▶ [PROBLEM REQUIREMENTS]:
Print all the data that follows exactly, images excluded.

▶ [Dataset excerpts]:
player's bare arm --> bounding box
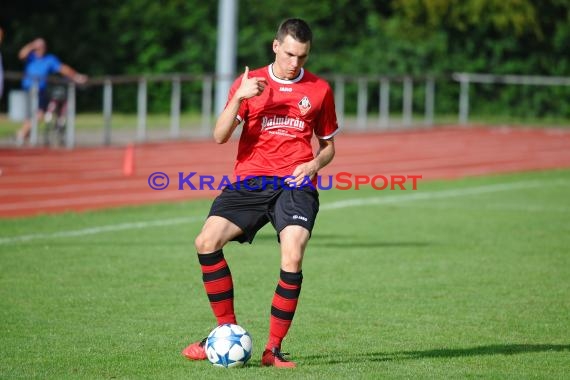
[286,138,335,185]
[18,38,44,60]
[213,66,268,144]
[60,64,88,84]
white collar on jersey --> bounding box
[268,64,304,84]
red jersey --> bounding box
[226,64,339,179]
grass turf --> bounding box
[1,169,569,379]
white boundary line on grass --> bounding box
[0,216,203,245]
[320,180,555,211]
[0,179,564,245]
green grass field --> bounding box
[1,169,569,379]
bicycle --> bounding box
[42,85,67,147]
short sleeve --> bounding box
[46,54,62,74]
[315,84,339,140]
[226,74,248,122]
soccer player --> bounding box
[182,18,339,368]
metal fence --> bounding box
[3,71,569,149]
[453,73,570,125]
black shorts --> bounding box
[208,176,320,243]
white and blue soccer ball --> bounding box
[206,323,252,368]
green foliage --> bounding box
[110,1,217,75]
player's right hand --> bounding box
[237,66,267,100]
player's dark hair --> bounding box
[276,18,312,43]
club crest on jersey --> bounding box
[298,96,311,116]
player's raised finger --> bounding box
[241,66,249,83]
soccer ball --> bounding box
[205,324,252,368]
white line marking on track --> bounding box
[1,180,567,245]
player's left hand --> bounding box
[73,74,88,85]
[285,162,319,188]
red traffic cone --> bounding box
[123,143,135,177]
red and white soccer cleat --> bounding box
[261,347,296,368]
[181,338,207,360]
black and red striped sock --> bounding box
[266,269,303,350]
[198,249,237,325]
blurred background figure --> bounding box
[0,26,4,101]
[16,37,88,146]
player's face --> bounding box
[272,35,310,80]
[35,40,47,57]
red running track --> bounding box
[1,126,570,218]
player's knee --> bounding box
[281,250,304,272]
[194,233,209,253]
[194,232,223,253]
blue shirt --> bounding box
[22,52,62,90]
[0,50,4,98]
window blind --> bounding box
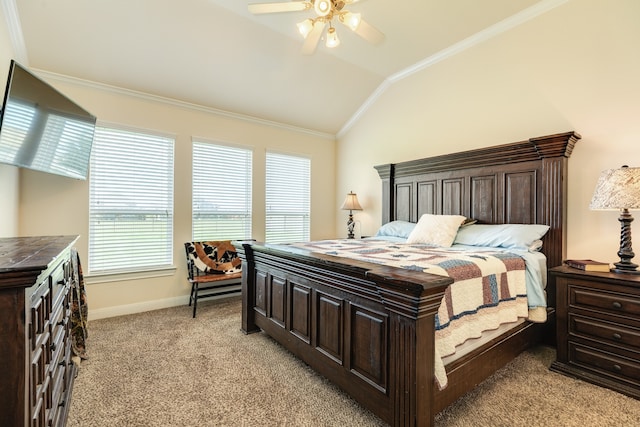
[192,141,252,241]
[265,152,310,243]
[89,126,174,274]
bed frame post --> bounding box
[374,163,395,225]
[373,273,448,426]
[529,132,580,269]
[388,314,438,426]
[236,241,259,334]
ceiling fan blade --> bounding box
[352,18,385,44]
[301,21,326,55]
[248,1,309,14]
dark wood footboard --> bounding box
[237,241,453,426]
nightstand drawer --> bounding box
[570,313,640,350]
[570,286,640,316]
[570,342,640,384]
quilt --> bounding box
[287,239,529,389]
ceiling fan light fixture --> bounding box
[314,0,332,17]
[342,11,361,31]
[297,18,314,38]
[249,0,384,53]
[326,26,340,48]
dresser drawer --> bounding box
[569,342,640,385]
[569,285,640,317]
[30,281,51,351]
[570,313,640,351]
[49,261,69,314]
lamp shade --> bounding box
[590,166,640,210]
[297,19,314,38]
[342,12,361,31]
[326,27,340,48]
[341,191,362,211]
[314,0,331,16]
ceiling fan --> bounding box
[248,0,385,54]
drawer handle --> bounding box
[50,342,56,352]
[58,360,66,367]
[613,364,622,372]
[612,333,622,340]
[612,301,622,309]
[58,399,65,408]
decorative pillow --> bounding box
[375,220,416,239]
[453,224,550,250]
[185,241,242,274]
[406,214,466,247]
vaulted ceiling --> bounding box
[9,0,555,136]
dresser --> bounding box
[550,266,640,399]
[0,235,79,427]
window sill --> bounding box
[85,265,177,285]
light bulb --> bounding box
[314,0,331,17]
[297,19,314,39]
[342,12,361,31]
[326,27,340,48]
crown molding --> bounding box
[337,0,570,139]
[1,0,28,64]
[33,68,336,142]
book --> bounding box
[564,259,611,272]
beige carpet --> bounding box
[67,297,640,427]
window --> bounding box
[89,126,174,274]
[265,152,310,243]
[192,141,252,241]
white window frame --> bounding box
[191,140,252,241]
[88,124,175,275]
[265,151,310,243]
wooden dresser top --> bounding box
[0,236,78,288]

▶ [COMPLETED EXERCISE]:
player's bare arm --> bounding box
[286,138,335,185]
[18,38,44,60]
[213,66,268,144]
[60,64,88,84]
white collar on jersey --> bounding box
[268,64,304,84]
red jersey --> bounding box
[226,64,339,179]
grass turf --> bounding box
[1,169,569,379]
white boundary line on grass --> bounding box
[0,216,203,245]
[320,180,555,211]
[0,179,564,245]
green grass field --> bounding box
[1,169,569,379]
bicycle --> bounding box
[42,85,67,147]
short sleeve --> bounding box
[46,54,62,74]
[315,84,339,140]
[226,74,248,122]
soccer player --> bounding box
[182,18,339,368]
metal fence --> bounding box
[3,71,569,149]
[453,73,570,125]
black shorts --> bounding box
[208,176,320,243]
white and blue soccer ball --> bounding box
[206,323,252,368]
green foliage --> bounding box
[110,1,217,75]
player's right hand --> bounding box
[237,66,267,100]
player's dark hair --> bounding box
[276,18,312,43]
club crest on jersey --> bounding box
[298,96,311,116]
player's raised finger --> bounding box
[241,66,249,83]
soccer ball --> bounding box
[205,324,252,368]
white line marking on track --> bounding box
[1,180,567,245]
player's left hand --> bounding box
[73,74,88,85]
[285,162,319,188]
red traffic cone --> bounding box
[123,143,135,177]
red and white soccer cleat --> bounding box
[261,347,296,368]
[181,338,207,360]
black and red striped sock --> bounding box
[266,269,303,350]
[198,249,237,325]
blurred background figure --> bounding box
[0,26,4,101]
[16,37,88,146]
player's face --> bounding box
[272,35,310,80]
[35,40,47,57]
red running track --> bounding box
[1,126,570,218]
player's knee --> bounding box
[281,250,304,272]
[194,233,209,253]
[194,232,223,253]
blue shirt --> bounding box
[22,52,62,90]
[0,50,4,98]
window blind --> bounding box
[192,141,252,241]
[265,152,310,243]
[89,126,174,274]
bed frame post --> bounding box
[374,163,395,225]
[373,273,448,426]
[529,132,580,269]
[388,314,438,426]
[236,241,259,334]
ceiling fan blade --> bounding box
[352,18,385,44]
[301,21,326,55]
[248,1,309,14]
dark wood footboard --> bounding box
[237,241,453,426]
nightstand drawer --> bounding box
[570,313,640,350]
[570,286,640,316]
[570,342,640,384]
quilt --> bounding box
[287,239,529,389]
ceiling fan light fixture --> bounding box
[314,0,332,17]
[342,11,361,31]
[297,18,314,38]
[249,0,384,53]
[326,26,340,48]
dresser drawer --> bounding box
[569,342,640,385]
[569,285,640,317]
[30,281,51,351]
[570,313,640,351]
[49,261,69,314]
lamp shade --> bounding box
[590,166,640,210]
[297,19,314,38]
[342,12,361,31]
[326,27,340,48]
[341,191,362,211]
[314,0,331,16]
ceiling fan --> bounding box
[248,0,385,54]
drawer handle --> bounding box
[50,342,56,352]
[58,360,66,367]
[613,364,622,372]
[612,333,622,340]
[612,301,622,309]
[58,399,65,408]
decorative pillow --> bounding box
[375,220,416,239]
[453,224,550,250]
[185,241,242,274]
[406,214,466,247]
vaulted ceiling --> bounding box
[9,0,555,136]
dresser --> bounding box
[550,266,640,399]
[0,235,79,427]
window sill --> bounding box
[85,265,177,285]
light bulb --> bounding box
[314,0,331,17]
[297,19,314,39]
[342,12,361,31]
[326,27,340,48]
crown molding --> bounding box
[337,0,570,139]
[1,0,28,64]
[33,68,336,142]
book --> bounding box
[564,259,611,272]
beige carpet --> bounding box
[67,297,640,427]
window --> bounding box
[89,126,174,274]
[265,152,310,243]
[192,141,252,241]
white window frame --> bounding box
[191,140,252,241]
[88,124,175,275]
[265,151,310,243]
wooden dresser top --> bounding box
[0,236,78,288]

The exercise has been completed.